• **Task goal**
Reproduce the data below, substituting "Annotator note" for every occurrence of "Reviewer note" and leaving everything else unchanged. Omit the pictures.
==== Source records ====
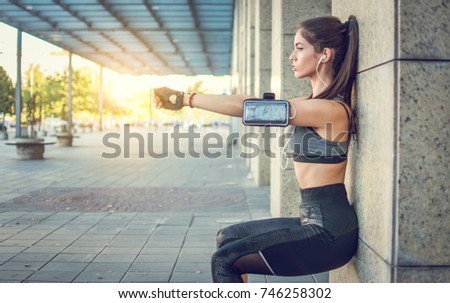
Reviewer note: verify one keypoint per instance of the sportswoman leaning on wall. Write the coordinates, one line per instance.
(325, 235)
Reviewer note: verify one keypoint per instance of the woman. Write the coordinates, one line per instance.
(326, 234)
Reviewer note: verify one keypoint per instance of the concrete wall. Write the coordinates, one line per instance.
(397, 175)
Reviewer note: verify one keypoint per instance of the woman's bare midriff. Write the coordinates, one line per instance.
(318, 174)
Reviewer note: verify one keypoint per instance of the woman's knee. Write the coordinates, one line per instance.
(224, 236)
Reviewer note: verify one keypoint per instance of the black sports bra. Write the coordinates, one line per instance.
(308, 146)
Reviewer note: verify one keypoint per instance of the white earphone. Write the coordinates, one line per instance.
(324, 56)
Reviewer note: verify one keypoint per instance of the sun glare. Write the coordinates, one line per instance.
(125, 90)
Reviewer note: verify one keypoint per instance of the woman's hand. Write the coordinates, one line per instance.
(168, 98)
====
• **Output**
Annotator note: verify one keypoint per instance of the sportswoman leaning on wall. Write the coordinates, one line per instance.
(325, 235)
Annotator note: verify one keypoint per instance of the woman. Write the coordinates, one line per instance.
(326, 234)
Annotator note: verify one keypoint per instance of the concrete wall. Write the coordinates, one line per instance.
(397, 175)
Annotator note: verify one keypoint per instance of the woman's bare midriff. Write the coordinates, one line per instance.
(318, 174)
Annotator note: verify one keypoint per instance of the woman's knee. Write the coordinates, one line per instance.
(224, 236)
Annotator note: verify one keypoint per instance of the black sports bra. Write the coordinates, one line per instance.
(308, 146)
Annotator note: verify one keypoint per instance of the white earphone. Write the coordinates, one line per instance.
(324, 56)
Annotator note: verify one keypoint per instance of the sun glare. Write the coordinates, one line per instance.
(125, 90)
Annotator note: verify one keypoint per instance of the woman's hand. Write the coordinates, one line per instance.
(168, 98)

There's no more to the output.